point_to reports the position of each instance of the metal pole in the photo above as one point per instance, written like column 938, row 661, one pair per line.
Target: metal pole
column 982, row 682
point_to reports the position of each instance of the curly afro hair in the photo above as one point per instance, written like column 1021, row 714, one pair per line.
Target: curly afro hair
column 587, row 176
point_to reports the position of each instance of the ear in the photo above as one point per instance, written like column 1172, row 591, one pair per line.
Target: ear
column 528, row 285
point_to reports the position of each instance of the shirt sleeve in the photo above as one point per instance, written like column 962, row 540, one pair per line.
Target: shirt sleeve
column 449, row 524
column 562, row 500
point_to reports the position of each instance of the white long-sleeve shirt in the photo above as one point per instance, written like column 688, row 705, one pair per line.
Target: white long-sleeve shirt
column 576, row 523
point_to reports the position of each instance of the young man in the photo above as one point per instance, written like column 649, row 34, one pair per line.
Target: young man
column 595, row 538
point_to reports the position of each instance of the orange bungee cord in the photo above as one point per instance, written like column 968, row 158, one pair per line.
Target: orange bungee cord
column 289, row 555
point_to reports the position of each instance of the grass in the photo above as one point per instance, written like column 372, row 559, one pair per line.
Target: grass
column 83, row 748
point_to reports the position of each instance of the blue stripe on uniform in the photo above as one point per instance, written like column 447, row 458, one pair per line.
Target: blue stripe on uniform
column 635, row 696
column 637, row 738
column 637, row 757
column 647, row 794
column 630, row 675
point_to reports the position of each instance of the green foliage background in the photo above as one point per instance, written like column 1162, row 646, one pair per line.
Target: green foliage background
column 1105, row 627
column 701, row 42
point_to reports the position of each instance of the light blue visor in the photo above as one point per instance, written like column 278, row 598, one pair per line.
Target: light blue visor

Work required: Retype all of the data above line for line, changing nothing.

Correct answer:
point_to reports the position of each instance of the metal pole in the photo above as one point per instance, written like column 938, row 661, one pair per line.
Target: metal pole
column 982, row 682
point_to reports the position of each instance of the curly afro hair in the photo above as one point per instance, written like column 1021, row 714, one pair per line.
Target: curly afro hair
column 587, row 176
point_to reports the position of each instance of the ear in the photo above as one point per instance, written like column 1172, row 591, one pair per line.
Target: ear
column 528, row 285
point_to reports the position of each instance of the shirt sleeve in the photo above as one point per instance, written like column 962, row 540, one pair per line.
Target: shirt sleeve
column 449, row 524
column 562, row 500
point_to reports the position of each instance of the white long-sleeve shirt in the photo above as one point per instance, written like column 688, row 705, one pair per line.
Target: white long-sleeve shirt
column 576, row 523
point_to reports the position of each instance of the young man in the photo above as one point per instance, written like column 649, row 34, one pair per line.
Target: young man
column 595, row 538
point_to reports the position of each instance of the orange bungee cord in the photo above as one point per instance, written like column 968, row 158, one pair per line.
Target: orange bungee cord
column 289, row 555
point_to reports the position of each instance of the grass in the photo above as one point per instance, written like column 372, row 559, one pair per line.
Target: grass
column 83, row 748
point_to reports the position of each instance of the blue stripe on uniform in the photo above as one point per instance, written like column 447, row 458, one pair per line.
Target: blue stripe on uniform
column 635, row 696
column 637, row 738
column 637, row 757
column 647, row 794
column 630, row 675
point_to reports the position of each instance of the green foliage background in the photo above as one point per instance, written like column 1162, row 646, one pair per line.
Target: green foliage background
column 1105, row 627
column 701, row 42
point_to reports the position of each instance of the light blue visor in the photo above as one point per instance, written like column 278, row 598, one pair per line.
Target: light blue visor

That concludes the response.